[PAGE EXCERPT — start]
In order to propose a mechanism for pollutant adsorption on the composite, Raman spectra were recorded before and after the adsorption process (Figure 10).

As can be seen from Figure 10, the Raman spectra of MnHap-M is considerably changed after adsorption of phenol, ibuprofen, and paracetamol. From the changing of the characteristic apatitic bands (the vibration modes of the PO₄ unit at 560 cm⁻¹—antisymmetric bending mode; 960 cm⁻¹—symmetric stretching mode; 1040 cm⁻¹—antisymmetric stretching mode; 628 cm⁻¹—degenerate bending mode ν4 of the PO₄ group—O−P−O bond, respectively [59,60]), it can be suggested that interaction of pollutants with phosphate groups diminishes the adsorption band, thus supporting a mechanism involving the interaction of pollutants with these specific groups (especially visible in the case of the two non-steroidal anti-inflammatory drugs—paracetamol and ibuprofen—for which adsorption capacities were significantly higher, compared with the one obtained for phenol).

The leaching of iron and manganese was evaluated using AAS (results presented in

Table 4. Iron and manganese leaching (as determined by AAS). Results are presented in mg/L. Detection limit (D.L.)—0.1 mg/L for both elements.

Element	Blank Sample	Supernatant from MnHAP-M
Mn	≤ D.L.	0.604 ± 0.01
Fe	≤ D.L.	≤ D.L.

).

As visible from Table 4, the leaching was undetectable for iron, while manganese presented a minor leaching (under 1 mg/L, representing under 1% leaching from the total manganese content of the sample).
[PAGE EXCERPT — finish]
[DATA FOR ANALYSIS — start]
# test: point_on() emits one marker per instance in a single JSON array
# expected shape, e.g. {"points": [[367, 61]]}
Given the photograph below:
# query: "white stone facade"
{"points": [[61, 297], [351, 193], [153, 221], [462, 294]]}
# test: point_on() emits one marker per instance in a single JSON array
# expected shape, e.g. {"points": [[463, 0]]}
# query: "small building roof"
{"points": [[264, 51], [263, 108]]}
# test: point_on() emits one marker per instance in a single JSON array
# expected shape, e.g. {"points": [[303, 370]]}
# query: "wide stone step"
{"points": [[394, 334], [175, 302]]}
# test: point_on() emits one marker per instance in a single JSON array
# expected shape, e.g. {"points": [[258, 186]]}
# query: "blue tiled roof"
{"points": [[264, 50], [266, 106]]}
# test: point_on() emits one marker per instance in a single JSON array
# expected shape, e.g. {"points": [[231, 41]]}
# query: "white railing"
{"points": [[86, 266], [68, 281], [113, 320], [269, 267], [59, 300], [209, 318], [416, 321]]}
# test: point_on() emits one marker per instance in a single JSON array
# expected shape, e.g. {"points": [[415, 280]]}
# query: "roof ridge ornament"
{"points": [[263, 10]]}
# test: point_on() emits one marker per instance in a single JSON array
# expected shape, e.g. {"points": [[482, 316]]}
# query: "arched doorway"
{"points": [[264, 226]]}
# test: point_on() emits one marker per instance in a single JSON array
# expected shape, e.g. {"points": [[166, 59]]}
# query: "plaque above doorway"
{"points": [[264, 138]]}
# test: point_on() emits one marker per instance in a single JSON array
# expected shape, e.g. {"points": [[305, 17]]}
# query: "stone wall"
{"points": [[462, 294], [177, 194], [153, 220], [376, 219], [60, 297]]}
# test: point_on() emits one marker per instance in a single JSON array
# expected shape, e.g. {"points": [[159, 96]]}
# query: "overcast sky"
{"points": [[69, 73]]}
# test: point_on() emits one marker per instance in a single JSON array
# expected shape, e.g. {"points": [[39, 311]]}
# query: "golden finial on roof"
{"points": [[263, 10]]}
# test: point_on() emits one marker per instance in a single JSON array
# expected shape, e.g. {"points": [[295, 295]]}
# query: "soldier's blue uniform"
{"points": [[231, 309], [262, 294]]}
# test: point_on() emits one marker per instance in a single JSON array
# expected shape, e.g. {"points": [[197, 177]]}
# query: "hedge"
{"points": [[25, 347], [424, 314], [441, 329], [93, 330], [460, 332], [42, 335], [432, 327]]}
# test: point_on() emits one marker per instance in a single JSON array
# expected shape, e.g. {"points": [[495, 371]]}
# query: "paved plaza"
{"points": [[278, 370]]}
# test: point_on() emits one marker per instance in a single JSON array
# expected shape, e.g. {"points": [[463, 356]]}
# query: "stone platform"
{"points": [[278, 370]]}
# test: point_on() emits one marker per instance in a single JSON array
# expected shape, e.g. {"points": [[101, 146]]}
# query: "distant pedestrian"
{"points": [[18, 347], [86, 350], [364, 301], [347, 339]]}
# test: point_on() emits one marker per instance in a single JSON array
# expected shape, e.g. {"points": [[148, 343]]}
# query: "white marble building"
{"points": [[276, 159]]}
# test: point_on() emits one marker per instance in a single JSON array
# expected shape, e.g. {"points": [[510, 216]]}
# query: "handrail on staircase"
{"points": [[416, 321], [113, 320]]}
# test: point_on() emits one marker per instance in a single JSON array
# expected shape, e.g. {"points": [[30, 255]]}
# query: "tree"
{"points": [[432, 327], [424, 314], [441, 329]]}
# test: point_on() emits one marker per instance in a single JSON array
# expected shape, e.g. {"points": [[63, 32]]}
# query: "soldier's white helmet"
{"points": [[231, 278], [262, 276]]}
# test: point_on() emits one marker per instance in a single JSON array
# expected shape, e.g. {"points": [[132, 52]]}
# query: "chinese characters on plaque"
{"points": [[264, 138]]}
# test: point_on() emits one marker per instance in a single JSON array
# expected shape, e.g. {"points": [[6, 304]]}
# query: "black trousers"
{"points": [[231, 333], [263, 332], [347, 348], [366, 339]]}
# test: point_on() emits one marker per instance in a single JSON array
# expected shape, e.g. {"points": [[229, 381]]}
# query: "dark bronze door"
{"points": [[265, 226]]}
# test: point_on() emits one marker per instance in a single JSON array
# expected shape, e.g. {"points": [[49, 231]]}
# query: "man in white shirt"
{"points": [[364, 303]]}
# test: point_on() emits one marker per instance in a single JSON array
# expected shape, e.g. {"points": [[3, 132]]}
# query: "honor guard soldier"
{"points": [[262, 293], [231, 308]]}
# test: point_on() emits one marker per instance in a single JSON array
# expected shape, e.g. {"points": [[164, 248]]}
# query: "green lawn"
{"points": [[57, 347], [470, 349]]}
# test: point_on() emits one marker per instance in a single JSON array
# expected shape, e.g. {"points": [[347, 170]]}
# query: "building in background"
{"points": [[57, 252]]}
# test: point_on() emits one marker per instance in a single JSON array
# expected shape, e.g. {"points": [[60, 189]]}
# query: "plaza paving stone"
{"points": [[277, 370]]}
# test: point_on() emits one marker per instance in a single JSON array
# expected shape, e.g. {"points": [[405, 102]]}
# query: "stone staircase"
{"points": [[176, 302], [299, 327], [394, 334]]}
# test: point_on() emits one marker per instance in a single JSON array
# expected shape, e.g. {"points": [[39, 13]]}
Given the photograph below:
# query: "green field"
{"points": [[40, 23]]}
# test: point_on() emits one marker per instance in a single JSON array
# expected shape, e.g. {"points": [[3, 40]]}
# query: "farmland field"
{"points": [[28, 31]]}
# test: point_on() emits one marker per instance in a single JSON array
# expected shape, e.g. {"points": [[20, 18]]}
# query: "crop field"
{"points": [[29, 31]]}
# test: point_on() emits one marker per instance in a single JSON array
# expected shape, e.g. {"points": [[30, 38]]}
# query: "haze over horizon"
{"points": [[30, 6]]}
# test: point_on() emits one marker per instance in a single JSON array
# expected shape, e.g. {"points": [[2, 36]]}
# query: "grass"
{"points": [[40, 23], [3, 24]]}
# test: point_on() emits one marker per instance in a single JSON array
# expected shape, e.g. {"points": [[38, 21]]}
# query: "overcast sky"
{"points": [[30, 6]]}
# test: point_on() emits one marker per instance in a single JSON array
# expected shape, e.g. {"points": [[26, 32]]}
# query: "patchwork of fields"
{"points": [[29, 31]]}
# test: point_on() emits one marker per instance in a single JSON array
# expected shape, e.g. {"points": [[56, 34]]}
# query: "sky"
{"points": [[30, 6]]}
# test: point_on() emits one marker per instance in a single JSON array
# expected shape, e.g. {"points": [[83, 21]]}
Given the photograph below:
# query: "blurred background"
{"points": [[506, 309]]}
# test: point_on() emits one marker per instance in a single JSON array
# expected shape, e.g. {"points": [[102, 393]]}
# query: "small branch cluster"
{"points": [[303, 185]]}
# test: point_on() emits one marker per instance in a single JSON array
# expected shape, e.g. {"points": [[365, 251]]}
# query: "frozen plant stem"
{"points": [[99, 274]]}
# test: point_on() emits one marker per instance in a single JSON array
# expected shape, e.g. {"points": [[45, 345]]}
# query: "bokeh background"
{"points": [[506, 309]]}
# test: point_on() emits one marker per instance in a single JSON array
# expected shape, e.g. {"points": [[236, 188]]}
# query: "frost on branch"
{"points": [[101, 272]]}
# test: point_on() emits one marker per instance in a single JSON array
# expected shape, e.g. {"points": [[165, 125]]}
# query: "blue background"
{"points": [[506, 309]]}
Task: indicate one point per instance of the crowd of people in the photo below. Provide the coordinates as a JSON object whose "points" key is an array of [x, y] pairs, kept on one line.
[DATA FOR ANALYSIS — finish]
TRY IT: In the page excerpt about the MnHap-M composite, what detection limit applied to iron and manganese in the leaching measurements?

SOLUTION TO THIS PROBLEM: 0.1 mg/L for both elements.